What to do: Copy out, word for word, the part of the listing below that runs from the line containing "Return one point per instance of the blue chair, written" down to the line containing "x=179, y=143", with both of those lines included.

(Pointing records for named objects)

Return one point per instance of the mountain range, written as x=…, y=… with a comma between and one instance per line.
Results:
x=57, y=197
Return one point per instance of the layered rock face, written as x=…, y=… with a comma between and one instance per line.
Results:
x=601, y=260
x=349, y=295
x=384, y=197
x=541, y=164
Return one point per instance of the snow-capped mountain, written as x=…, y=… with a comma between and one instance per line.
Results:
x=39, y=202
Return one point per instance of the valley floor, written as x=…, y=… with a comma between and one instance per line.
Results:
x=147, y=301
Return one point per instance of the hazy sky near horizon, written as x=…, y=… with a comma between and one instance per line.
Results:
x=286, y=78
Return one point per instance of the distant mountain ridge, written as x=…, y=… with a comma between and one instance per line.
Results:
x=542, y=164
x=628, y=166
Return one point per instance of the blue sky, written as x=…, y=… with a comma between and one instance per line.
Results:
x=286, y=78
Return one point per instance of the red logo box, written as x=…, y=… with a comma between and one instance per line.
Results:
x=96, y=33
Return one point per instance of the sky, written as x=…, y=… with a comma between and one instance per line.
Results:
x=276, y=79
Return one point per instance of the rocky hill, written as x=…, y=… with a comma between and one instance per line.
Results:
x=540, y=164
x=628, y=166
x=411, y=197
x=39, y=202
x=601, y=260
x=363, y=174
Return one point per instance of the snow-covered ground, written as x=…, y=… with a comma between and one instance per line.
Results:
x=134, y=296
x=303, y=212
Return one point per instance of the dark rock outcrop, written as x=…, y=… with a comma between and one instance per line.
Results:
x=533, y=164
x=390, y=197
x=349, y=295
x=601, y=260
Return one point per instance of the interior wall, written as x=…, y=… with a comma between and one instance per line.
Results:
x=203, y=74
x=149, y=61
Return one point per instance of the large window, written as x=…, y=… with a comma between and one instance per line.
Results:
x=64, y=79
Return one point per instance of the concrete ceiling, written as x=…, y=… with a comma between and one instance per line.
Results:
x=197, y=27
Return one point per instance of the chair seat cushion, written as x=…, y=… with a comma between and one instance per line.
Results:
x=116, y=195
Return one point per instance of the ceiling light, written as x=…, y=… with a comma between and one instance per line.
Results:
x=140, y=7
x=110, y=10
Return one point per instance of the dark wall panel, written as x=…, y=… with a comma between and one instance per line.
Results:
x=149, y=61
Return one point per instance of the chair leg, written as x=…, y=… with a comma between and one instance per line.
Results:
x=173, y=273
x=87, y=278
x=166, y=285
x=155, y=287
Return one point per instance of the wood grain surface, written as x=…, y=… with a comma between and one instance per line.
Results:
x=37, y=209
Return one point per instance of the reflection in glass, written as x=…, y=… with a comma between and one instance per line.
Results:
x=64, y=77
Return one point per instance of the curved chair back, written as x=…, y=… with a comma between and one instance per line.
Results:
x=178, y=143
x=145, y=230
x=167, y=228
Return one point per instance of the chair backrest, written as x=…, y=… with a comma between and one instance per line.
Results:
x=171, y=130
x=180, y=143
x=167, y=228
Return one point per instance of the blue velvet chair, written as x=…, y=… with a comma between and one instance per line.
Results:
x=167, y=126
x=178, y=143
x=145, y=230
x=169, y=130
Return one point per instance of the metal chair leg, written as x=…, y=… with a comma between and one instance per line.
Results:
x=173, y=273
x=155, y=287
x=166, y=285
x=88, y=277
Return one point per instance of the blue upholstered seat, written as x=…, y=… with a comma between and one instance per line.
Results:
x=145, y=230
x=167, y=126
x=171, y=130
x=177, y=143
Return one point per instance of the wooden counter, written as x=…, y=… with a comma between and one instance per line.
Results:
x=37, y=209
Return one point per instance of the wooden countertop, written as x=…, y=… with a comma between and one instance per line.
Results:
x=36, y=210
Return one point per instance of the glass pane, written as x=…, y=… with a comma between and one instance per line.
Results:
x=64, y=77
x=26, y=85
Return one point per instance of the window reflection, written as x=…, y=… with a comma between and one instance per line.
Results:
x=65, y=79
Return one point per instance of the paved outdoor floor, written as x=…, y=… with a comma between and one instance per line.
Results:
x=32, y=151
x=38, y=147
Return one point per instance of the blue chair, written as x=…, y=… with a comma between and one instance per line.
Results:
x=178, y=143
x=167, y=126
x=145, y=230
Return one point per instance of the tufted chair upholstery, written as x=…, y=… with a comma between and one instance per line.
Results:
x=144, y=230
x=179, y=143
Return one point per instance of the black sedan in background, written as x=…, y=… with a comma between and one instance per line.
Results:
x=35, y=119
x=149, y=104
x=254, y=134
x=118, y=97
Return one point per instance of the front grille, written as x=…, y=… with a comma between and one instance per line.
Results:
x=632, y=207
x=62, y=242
---
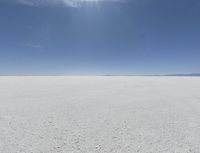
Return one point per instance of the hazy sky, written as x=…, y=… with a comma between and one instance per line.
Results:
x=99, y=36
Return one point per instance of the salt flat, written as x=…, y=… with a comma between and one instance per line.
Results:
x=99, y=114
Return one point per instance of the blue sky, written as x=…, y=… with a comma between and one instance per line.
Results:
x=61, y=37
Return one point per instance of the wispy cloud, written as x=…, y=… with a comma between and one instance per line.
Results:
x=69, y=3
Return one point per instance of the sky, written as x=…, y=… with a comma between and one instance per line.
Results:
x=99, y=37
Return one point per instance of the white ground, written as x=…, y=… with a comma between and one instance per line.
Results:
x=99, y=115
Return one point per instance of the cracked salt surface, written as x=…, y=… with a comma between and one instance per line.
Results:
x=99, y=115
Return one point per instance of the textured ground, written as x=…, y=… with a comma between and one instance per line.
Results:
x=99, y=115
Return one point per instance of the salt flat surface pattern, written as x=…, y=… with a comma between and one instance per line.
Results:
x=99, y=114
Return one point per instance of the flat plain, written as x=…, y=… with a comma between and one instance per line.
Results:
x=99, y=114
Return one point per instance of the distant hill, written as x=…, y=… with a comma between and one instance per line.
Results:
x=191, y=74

Answer for this exercise:
Return one point per instance of the blue chair, written as x=…, y=… with a comma between and one instance per line.
Results:
x=178, y=143
x=167, y=126
x=145, y=230
Return one point per instance of the tufted chair upholstery, written as x=…, y=… with a comma between and one instance per line.
Results:
x=144, y=230
x=179, y=143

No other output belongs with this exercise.